• Problem details: Once the records have been read, set every one down as it stands.

Given entries START

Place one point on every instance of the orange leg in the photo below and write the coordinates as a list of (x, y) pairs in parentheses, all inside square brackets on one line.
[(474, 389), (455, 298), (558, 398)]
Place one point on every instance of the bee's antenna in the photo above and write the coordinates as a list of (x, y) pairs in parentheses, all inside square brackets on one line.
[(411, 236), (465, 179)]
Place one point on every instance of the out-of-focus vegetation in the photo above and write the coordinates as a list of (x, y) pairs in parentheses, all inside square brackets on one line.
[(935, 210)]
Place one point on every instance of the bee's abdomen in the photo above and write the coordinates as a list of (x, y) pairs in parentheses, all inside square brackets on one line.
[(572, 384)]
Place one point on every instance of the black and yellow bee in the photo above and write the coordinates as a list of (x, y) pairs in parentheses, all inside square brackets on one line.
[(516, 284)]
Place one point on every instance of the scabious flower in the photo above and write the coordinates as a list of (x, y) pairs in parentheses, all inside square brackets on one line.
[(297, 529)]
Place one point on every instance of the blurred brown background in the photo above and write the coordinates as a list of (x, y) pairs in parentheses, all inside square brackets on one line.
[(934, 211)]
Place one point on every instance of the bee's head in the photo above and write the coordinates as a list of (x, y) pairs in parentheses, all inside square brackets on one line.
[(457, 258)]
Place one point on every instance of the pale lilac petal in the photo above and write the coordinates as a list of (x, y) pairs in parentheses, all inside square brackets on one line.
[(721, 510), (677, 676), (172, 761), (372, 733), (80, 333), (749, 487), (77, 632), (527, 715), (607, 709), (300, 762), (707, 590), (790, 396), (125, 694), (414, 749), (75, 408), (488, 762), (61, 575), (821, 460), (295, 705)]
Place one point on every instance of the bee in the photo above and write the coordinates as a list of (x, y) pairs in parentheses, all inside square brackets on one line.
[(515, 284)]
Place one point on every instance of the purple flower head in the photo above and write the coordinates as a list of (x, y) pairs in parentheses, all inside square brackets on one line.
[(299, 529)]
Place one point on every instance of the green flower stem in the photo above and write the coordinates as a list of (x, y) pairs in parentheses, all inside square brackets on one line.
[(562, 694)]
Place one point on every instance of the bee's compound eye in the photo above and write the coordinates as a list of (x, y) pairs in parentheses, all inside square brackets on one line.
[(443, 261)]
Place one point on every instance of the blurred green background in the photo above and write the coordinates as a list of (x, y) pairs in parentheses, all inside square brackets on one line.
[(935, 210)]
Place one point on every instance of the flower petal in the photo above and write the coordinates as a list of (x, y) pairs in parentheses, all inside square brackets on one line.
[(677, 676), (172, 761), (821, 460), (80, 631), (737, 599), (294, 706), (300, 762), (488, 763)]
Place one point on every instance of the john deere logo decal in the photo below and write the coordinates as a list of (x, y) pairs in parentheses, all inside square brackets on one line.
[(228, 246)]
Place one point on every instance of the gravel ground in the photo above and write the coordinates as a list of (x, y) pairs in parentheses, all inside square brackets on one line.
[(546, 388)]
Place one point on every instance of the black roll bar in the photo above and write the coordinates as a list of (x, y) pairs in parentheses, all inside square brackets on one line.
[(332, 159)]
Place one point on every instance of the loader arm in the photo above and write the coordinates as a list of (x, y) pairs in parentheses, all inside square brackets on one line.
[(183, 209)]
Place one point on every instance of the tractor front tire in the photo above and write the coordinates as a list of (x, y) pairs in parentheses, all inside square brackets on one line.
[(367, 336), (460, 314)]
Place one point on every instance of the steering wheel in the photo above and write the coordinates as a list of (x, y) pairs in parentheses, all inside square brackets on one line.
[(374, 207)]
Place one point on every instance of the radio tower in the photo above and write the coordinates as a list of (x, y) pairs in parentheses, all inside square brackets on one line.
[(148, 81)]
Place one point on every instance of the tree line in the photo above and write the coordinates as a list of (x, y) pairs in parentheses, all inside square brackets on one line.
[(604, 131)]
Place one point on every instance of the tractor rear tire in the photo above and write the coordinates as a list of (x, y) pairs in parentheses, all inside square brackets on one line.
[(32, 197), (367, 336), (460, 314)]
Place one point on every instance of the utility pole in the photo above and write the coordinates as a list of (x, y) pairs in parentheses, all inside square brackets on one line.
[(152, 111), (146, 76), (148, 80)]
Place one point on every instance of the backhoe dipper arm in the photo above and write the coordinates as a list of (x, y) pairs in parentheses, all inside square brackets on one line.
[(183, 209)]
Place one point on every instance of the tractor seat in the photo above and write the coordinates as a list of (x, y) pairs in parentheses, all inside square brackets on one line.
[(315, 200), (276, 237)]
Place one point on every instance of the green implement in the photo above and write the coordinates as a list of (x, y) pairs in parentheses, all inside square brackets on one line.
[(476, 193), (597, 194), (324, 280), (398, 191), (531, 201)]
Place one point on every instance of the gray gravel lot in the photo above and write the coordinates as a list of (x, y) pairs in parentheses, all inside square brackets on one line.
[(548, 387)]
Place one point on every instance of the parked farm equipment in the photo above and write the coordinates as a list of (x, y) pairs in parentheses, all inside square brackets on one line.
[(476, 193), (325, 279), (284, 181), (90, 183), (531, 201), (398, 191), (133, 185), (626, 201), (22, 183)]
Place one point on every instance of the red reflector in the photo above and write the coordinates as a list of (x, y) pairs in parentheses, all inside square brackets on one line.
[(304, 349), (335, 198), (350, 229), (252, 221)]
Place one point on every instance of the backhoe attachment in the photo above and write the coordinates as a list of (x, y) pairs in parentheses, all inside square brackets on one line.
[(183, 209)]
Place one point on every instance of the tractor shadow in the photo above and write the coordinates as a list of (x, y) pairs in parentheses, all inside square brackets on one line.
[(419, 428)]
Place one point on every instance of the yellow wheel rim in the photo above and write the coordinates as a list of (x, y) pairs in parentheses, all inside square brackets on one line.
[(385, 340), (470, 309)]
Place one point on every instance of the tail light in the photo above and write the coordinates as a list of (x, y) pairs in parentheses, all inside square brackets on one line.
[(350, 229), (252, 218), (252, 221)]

Given entries END

• Answer to this task:
Place one point on every instance of the orange leg in the photo below and write the coordinates as a list of (x, y) pairs in parentheses, all inside square brackets on one line.
[(474, 389), (455, 298), (558, 398)]
Place one point on every instance of the bee's antenna in the photo above and write the coordinates as a list of (x, y) pairs in parentheses, all inside square brackets on one line.
[(411, 236), (465, 179)]
Place one point on every instance of the out-of-focus vegetation in the photo above and write the coordinates as a list of (x, y) pairs in parentheses, all inside square brackets on one line.
[(935, 210)]
Place one point on every instance of the bee's abdomen in the photo above and write the coordinates as a list of (x, y) pairs in parentheses, all inside square brackets on one line.
[(572, 384)]
Place one point on every instance of the black and yellow bee in the photo above and write the coordinates as a list of (x, y) pairs in parentheses, all inside square brackets on one line.
[(516, 284)]
Place one point on every instance of the scabious flower in the photo above and write the coordinates as a list of (x, y) pairs in parentheses, all inside square brackets on one line.
[(297, 529)]
Place one point on every instance of the blurred brown background in the photo above and write the coordinates as a list of (x, y) pairs in parentheses, all inside square brackets on one line.
[(934, 211)]
Place one point on every instance of the bee's head in the photo above and write the coordinates as a list of (x, y) pairs in parentheses, all inside square brackets on one line.
[(457, 258)]
Place one point on every instance of the pale lilac petal in the photo above and write the coordinates as a list of (x, y) pairs in parentheses, all inside square brackets on one line.
[(721, 510), (677, 676), (172, 761), (372, 733), (80, 333), (749, 487), (77, 632), (527, 715), (607, 709), (300, 762), (707, 590), (790, 396), (125, 694), (414, 749), (75, 408), (488, 762), (61, 575), (821, 460), (295, 705)]
Place one point on every instance of the bee in the photo above and write the coordinates as a list of (x, y) pairs in parentheses, all inside square brackets on one line.
[(515, 284)]
Place one point on every instance of the purple flower head in the photo above and write the coordinates as a list of (x, y) pairs in parentheses, all inside square brackets on one line.
[(299, 529)]
Place one point on every instance of the green flower stem in the photo above and write the coordinates as a list of (x, y) pairs in parentheses, all inside square brackets on one line.
[(562, 694)]
Place one point on every instance of the bee's compound eye in the photo above and write the coordinates as a list of (x, y) pairs in parentheses, all inside square brackets on one line.
[(443, 261)]
Place one point on every instance of the blurred green background in the photo above and write the coordinates as a list of (x, y) pairs in parentheses, all inside square brackets on one line.
[(935, 210)]
Place one point on every instance of the flower petal in the photo above and write the coordinates as a list of (x, y) pairs in parentheses, all inside square brackets on one line.
[(677, 676), (172, 761), (821, 460), (80, 631), (737, 599), (294, 706), (300, 762), (488, 763)]
Place one point on every instance of the john deere logo decal in the photo below and write the coordinates as a list of (x, y) pairs in parentheses, all inside square brackets on one line.
[(228, 246)]
Place one point on every instance of the gravel ground in the photo above and write the coordinates as a list of (x, y) pairs in parentheses, all inside square brackets on one line.
[(546, 388)]
Place one point on every instance of the black roll bar in the photo above and write the coordinates as a list of (x, y) pairs in parentheses, all inside square brackets on one line.
[(332, 159)]
Place one point on every instance of the loader arm in the photo above and write the coordinates as a list of (x, y) pairs in parentheses, all inside square brackets on one line.
[(183, 209)]
Place one point on every instance of the tractor front tire in the photo above and write the coordinates as a list of (x, y) pairs in parentheses, all inside square brackets on one line.
[(367, 336), (460, 314)]
Place one point on every instance of the steering wheel in the photo above and write the coordinates as a list of (x, y) pairs in parentheses, all inside square brackets on one line.
[(374, 207)]
Place one point on every instance of the radio tower in the photo above and write the coordinates as a list of (x, y) pairs in parentheses, all inside square brackets on one line.
[(148, 81)]
Place one point on every instance of the tree line in the photo above and write the coordinates as a list of (x, y) pairs in parentheses, all inside square brackets on one line.
[(604, 131)]
Place one point on every instance of the tractor rear tire in the photo above and write the coordinates as a list of (x, y) pairs in parentheses, all inside square brackets on one line.
[(32, 197), (367, 336), (460, 314)]
Place one point on every instance of the utility pole in the photo above and write the coordinates as a list of (x, y) pairs in parentheses, all inside square brackets on one line.
[(152, 111), (146, 76), (148, 80)]
Place one point on every instance of the backhoe dipper arm in the photo above and write the coordinates as a list of (x, y) pairs in parentheses, all inside square brackets on one line.
[(183, 209)]
Place one point on every instance of the tractor seat in the photo above and write the coordinates as a list of (x, y) pairs in parentheses, all inside square brackets on one line.
[(315, 200), (276, 237)]
Place one point on every instance of the green implement in the photo above and write the coordinates as a list of (x, y) pairs in parentheses, all inside square brackets on one line.
[(476, 193), (597, 194), (324, 280), (398, 191), (531, 201)]
Place one point on every instance of the gray gravel lot in the photo above and write the coordinates as a list of (x, y) pairs in parentheses, all inside square brackets on one line.
[(548, 387)]
Place one point on every instance of the parked farm equipment in the photo above and write the coordinates as a list of (x, y) pairs in parentheses, all inside square brackets on one line.
[(476, 193), (325, 279), (284, 181), (90, 183), (531, 201), (398, 191), (133, 185), (626, 201), (22, 183)]
Place one point on every instance of the red reflector in the photo above and write the coordinates as a list of (x, y) pairs in parentheses, all inside square brackets on one line.
[(304, 349), (335, 198), (350, 229), (252, 221)]
Place one point on every instance of the backhoe attachment in the photo above and write the coordinates as a list of (x, y) pairs in parentheses, all inside square brackets on one line.
[(183, 209)]
Place one point on every instance of the tractor shadow in the photo above and write the coordinates as a list of (x, y) pairs in parentheses, all inside square brackets on one line.
[(419, 428)]
Place one point on every instance of the yellow wheel rim in the photo above and write the coordinates as a list of (x, y) pairs in parentheses, all inside square brackets on one line.
[(385, 340), (470, 309)]
Place one point on every instance of the tail light in the photo above and write the coordinates as a list of (x, y) pairs in parentheses, all inside square brackets on one line.
[(350, 229), (252, 218), (252, 221)]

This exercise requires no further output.